Recent developments at SkyCity Entertainment Group are a dreadful indictment of the New Zealand business, investment and media sectors.
The company has been put up for auction after woeful board governance, poor management, inadequate scrutiny by investors and soft media coverage.
The casino operator is expected to follow a long line of New Zealand companies that fail to perform, the directors throw in the towel and sell out to foreign interests at well below long-term intrinsic value.
This is a sad reflection on our governance and management expertise as SkyCity has a monopoly position in its main market, a favourable tax regime and should be delivering above average capital and dividend growth for investors.
It will undoubtedly earn fantastic returns for any buyer with even a modicum of management expertise. It will also contribute to the country’s escalating international investment deficit.
SkyCity’s mediocre performance can be attributed to a number of factors including:
* It made a number of poor acquisitions, particularly Adelaide Casino and the Force cinema chain in New Zealand, while allowing its flagship Auckland Casino to become tired and dated.
* The wife of former managing director Evan Davies was appointed to a senior executive position. Davies seemed to lose focus when their marriage broke up.
* The board failed to develop a strong management team under Davies. This is reflected by the appointment of Elmar Toime, a non-executive director, as acting chief executive when Davies left.
* There are only five directors and one of these is the acting chief executive. None of the directors seem to have any in-depth casino expertise and the board is too small for a company with operations in New Zealand and Australia.
* None of the current non-executive directors live in Auckland, the home of the group’s flagship operation, although Toime has moved from London to take up his acting chief executive position.
The company’s share price peaked at $5.80 on May 10, 2006, but then drifted downwards as it became more and more evident that its financial performance was deteriorating.
Net earnings for the six months to December 31, 2006, were 23.2 per cent lower than the corresponding period in the previous year and the interim dividend was cut from 12c to 9c.
◇ ◇ ◇ ◇ ◇
__What the exercise asks__
Reproduce verbatim the passage of the SkyCity commentary above, from "The casino operator" up to and including "international investment deficit.".
◇ ◇ ◇ ◇ ◇
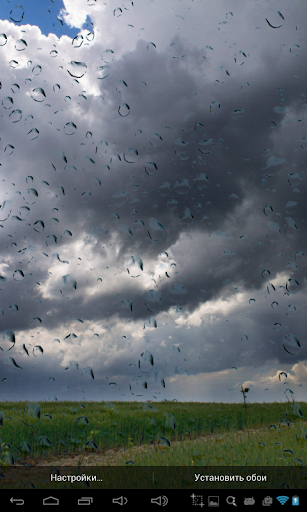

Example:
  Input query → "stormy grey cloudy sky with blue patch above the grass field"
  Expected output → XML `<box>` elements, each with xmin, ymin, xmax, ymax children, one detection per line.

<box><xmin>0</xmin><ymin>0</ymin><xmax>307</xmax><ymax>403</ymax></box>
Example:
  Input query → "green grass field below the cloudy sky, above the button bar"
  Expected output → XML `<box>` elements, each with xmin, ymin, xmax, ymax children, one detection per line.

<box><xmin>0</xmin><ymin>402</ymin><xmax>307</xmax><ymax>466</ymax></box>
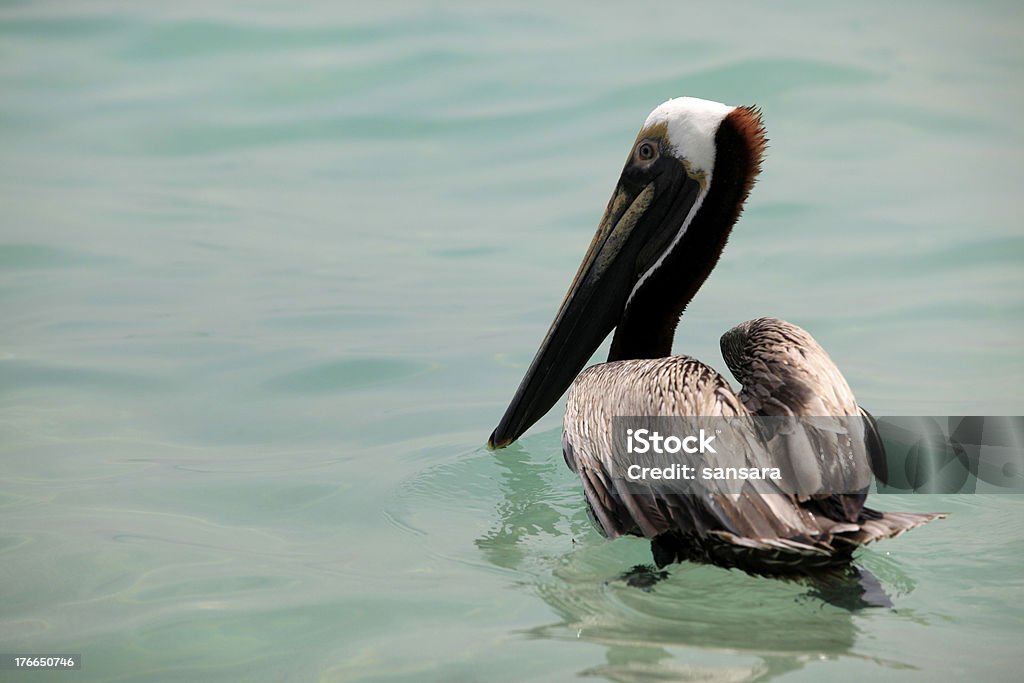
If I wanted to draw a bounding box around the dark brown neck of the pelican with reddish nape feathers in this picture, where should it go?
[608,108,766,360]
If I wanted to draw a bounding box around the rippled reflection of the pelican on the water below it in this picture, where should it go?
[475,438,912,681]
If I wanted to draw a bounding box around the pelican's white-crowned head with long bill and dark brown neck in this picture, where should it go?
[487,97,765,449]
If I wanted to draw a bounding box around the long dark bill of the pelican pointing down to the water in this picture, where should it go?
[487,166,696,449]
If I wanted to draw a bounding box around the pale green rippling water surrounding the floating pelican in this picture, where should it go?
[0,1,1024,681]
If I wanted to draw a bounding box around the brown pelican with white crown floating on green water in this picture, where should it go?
◇ ◇ ◇ ◇ ◇
__Output of the task__
The casino operator is expected to follow a long line of New Zealand companies that fail to perform, the directors throw in the towel and sell out to foreign interests at well below long-term intrinsic value.
This is a sad reflection on our governance and management expertise as SkyCity has a monopoly position in its main market, a favourable tax regime and should be delivering above average capital and dividend growth for investors.
It will undoubtedly earn fantastic returns for any buyer with even a modicum of management expertise. It will also contribute to the country’s escalating international investment deficit.